▶ **Passage provided**:
BEGIN

Was French artist Loris Gréaud’s recent public flameout a stunt? He claims it was.
Gréaud got in hot water over arguably misogynistic and indisputably nasty emails he sent to Dallas writer Lauren Smart in response to a negative review of his show “The Unplayed Notes Museum” at Dallas Contemporary. He urged the critic to get a boyfriend who’s on steroids and to learn more about art history. “You’ll be amaze,” he tells her (see Loris Gréaud Tells Critic She’s Undersexed and Ignorant). Smart is the Dallas Observer’s arts and culture editor and an arts journalism professor at Southern Methodist University.
According to documents obtained by artnet News, Gréaud planned all along to respond provocatively to the first negative review in hopes of the story going viral. This was really all about the destruction of the artist’s image, apparently.
artnet News wrote to the artist Monday to request date-stamped emails or other evidence that the plan was hatched before January 27. Though he answered emails, he has not provided any such documentation.

END

From the article on Loris Gréaud's emails to a critic, reproduce the portion beginning with the words containing "Was French artist" and ending with "Southern Methodist University.". The lines that come next have nothing to do with the text.

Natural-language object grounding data
BEGIN

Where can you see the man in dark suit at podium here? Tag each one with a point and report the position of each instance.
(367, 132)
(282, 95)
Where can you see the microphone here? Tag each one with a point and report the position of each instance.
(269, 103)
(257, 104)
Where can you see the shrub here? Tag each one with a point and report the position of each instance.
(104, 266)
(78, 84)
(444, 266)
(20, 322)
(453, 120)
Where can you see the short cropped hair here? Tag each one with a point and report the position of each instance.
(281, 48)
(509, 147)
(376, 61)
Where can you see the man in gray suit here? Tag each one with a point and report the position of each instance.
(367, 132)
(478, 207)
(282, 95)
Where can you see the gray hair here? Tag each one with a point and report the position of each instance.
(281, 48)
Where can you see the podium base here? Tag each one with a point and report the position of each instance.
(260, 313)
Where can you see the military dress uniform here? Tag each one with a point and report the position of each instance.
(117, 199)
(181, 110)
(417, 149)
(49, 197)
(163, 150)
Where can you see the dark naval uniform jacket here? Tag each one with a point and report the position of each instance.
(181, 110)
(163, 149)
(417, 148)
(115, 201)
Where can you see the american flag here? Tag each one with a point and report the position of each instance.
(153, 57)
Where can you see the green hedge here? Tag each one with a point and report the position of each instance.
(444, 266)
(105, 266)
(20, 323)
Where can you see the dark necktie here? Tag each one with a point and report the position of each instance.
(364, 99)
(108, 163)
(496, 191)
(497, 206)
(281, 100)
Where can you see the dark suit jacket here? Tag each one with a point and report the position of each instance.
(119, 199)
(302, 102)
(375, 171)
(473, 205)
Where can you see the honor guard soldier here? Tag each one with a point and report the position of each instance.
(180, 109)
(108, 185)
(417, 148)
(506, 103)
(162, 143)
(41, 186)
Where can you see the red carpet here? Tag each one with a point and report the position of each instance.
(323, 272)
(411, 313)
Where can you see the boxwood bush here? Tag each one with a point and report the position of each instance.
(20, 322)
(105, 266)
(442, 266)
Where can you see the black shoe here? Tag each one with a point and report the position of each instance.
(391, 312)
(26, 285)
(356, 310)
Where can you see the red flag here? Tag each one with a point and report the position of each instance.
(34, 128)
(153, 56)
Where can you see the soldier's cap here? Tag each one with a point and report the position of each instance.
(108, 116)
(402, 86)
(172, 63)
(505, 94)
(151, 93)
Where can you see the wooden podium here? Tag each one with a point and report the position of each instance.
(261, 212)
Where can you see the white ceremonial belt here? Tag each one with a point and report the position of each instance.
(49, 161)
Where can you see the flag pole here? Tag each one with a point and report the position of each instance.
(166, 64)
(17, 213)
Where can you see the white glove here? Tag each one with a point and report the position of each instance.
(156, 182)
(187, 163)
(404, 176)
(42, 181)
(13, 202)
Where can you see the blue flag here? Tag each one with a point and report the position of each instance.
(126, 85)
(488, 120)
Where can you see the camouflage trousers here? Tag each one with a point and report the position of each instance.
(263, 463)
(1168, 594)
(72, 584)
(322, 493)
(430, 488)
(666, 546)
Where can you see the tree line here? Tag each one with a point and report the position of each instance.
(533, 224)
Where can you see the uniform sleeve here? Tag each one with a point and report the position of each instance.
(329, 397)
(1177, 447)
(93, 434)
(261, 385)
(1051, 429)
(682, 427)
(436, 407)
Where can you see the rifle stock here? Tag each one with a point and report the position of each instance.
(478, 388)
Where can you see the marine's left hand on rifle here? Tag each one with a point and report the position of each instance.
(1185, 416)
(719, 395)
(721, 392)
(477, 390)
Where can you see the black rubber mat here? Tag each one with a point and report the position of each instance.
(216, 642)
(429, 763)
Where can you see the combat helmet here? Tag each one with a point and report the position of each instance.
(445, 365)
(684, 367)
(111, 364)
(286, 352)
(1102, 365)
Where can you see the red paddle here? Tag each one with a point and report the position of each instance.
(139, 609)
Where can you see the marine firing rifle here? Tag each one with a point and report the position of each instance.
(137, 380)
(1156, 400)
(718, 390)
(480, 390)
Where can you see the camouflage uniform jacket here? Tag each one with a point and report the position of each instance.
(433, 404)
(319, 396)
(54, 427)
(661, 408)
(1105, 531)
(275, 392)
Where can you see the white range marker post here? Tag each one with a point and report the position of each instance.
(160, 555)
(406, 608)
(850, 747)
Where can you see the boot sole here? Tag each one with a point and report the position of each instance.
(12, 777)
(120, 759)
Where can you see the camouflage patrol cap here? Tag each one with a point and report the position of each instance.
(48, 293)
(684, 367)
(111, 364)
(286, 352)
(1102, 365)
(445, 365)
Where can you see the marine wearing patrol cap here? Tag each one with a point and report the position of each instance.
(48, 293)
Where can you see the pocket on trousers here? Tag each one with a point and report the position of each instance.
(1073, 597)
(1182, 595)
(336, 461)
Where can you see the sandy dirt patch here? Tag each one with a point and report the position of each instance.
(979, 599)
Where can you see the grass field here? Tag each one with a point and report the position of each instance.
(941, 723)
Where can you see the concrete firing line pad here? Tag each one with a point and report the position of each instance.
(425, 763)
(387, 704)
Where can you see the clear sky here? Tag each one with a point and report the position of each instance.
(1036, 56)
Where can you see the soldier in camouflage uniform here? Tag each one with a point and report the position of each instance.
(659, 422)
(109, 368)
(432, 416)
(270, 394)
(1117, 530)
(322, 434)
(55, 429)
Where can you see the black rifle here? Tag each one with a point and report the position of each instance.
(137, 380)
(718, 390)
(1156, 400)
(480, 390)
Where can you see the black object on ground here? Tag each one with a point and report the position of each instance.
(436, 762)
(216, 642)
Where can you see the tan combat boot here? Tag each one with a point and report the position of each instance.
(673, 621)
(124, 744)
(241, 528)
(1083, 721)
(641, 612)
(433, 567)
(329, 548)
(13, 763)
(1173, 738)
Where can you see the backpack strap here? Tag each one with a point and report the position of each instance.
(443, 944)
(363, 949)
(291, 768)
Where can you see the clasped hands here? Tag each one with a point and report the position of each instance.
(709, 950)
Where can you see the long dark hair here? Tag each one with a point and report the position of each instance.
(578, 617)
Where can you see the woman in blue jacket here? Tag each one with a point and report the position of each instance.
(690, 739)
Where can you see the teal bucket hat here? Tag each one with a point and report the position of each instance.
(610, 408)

END

▶ **Exercise answer**:
Was French artist Loris Gréaud’s recent public flameout a stunt? He claims it was.
Gréaud got in hot water over arguably misogynistic and indisputably nasty emails he sent to Dallas writer Lauren Smart in response to a negative review of his show “The Unplayed Notes Museum” at Dallas Contemporary. He urged the critic to get a boyfriend who’s on steroids and to learn more about art history. “You’ll be amaze,” he tells her (see Loris Gréaud Tells Critic She’s Undersexed and Ignorant). Smart is the Dallas Observer’s arts and culture editor and an arts journalism professor at Southern Methodist University.